**SHORT PROBLEM:** Make an exact copy of the entries below with the pictures removed.
--- DATA ---
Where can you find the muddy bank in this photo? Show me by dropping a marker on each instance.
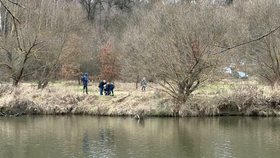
(59, 101)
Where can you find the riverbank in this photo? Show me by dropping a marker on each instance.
(67, 98)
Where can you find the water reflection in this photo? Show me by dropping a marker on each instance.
(92, 137)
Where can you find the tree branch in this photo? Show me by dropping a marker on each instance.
(247, 42)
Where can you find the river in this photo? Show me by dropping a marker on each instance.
(110, 137)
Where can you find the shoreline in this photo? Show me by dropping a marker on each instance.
(62, 101)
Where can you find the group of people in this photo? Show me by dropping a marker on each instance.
(105, 87)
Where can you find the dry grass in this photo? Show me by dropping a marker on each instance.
(67, 98)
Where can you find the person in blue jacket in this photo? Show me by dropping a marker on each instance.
(111, 88)
(101, 86)
(85, 81)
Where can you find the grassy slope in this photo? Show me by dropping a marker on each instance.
(240, 98)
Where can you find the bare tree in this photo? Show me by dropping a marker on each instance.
(178, 43)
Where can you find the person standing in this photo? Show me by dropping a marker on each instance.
(143, 84)
(107, 88)
(85, 81)
(111, 89)
(101, 86)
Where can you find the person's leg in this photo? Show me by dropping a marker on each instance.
(101, 91)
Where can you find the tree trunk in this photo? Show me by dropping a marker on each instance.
(137, 81)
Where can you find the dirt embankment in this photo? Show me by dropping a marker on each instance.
(58, 101)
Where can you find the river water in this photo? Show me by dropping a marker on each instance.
(107, 137)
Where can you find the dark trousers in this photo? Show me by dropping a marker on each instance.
(101, 91)
(85, 88)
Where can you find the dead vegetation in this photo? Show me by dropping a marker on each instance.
(243, 100)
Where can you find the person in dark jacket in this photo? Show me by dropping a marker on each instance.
(143, 84)
(111, 88)
(107, 89)
(101, 86)
(85, 81)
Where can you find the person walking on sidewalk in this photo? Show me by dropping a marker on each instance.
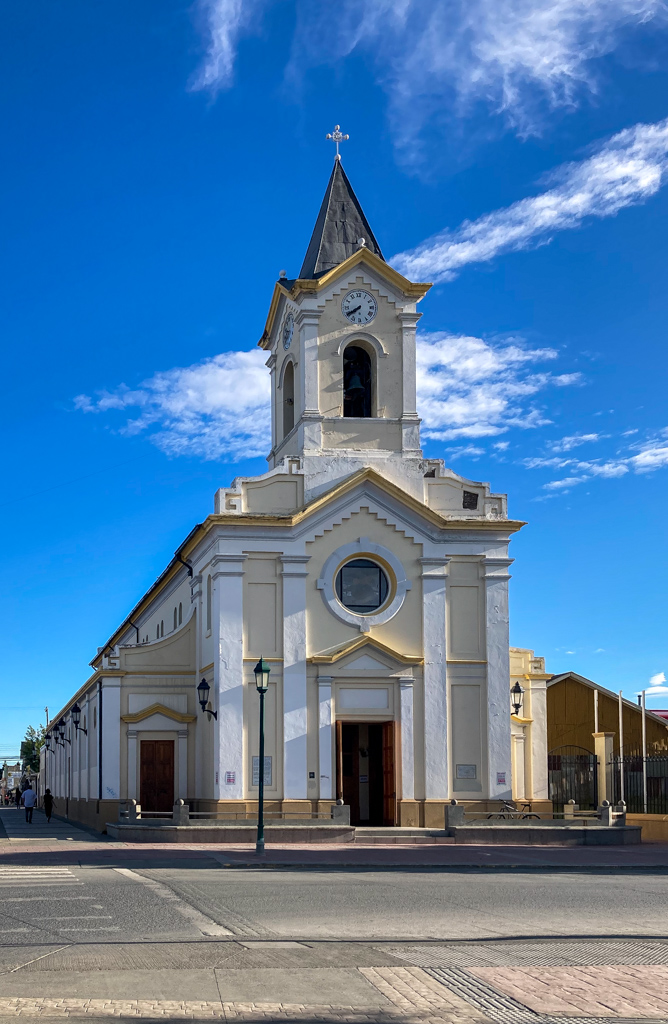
(29, 800)
(48, 805)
---
**FINISHED TASK:**
Where can you find the muddy bank in this photo? Show me by dropping a marker on each instance.
(59, 101)
Where can you find the riverbank in this photo? Show me by dropping a marker on each instance.
(67, 98)
Where can you find the water reflection in this photo? Show me by dropping a marker on each instance.
(92, 137)
Where can you find the tree branch in this photo? Show me by dropping a marker on each instance.
(247, 42)
Where can you find the river in this photo? Show me by dropping a marker on each instance.
(110, 137)
Where can you find the shoreline in this photo? Show me by dropping a marker on each instance.
(62, 101)
Where can you find the group of people in this photo? Show me by dropping a marker on each instance.
(105, 87)
Where can you find the dry grass in this photo? Show me by dropping a marker on each instance.
(67, 98)
Where can you find the person in blue jacket in this photo? Show me by dropping a marker on each instance.
(111, 88)
(101, 86)
(85, 81)
Where can you find the grassy slope in this photo? Show me by dropping a marker on each instance.
(240, 98)
Where can you find the bare tree in this photo? Show me by dropping a marker on each instance.
(178, 43)
Where can you find the person standing in this photo? Show me by dropping a marker on each instance.
(143, 84)
(107, 88)
(85, 81)
(111, 89)
(101, 86)
Where can you find the person's leg in this photo? Show me by dropping a marker on each instance.
(101, 91)
Where can you find the tree trunk in this photo? Show me by dropping a marker on each instance.
(137, 81)
Where can you find the dirt embankment in this photo? Show me by dropping a marker on each instance.
(58, 101)
Where can you find the river water in this photo? Show me by dropping a marker on each instance.
(107, 137)
Where can you find the dark trousers in this photo? Show me by dropping a marker on each instance.
(101, 91)
(85, 88)
Where can you find the dead vegetation in this photo? Show me by dropping a marker on each instance.
(243, 100)
Where can you find the person in dark jacket in this photo? Show me by dropping a marker on each instance.
(143, 84)
(111, 88)
(107, 89)
(101, 86)
(85, 81)
Where can you find the person walking on sidewalk in this photo? Show me by dropping a marker on each instance.
(29, 800)
(48, 805)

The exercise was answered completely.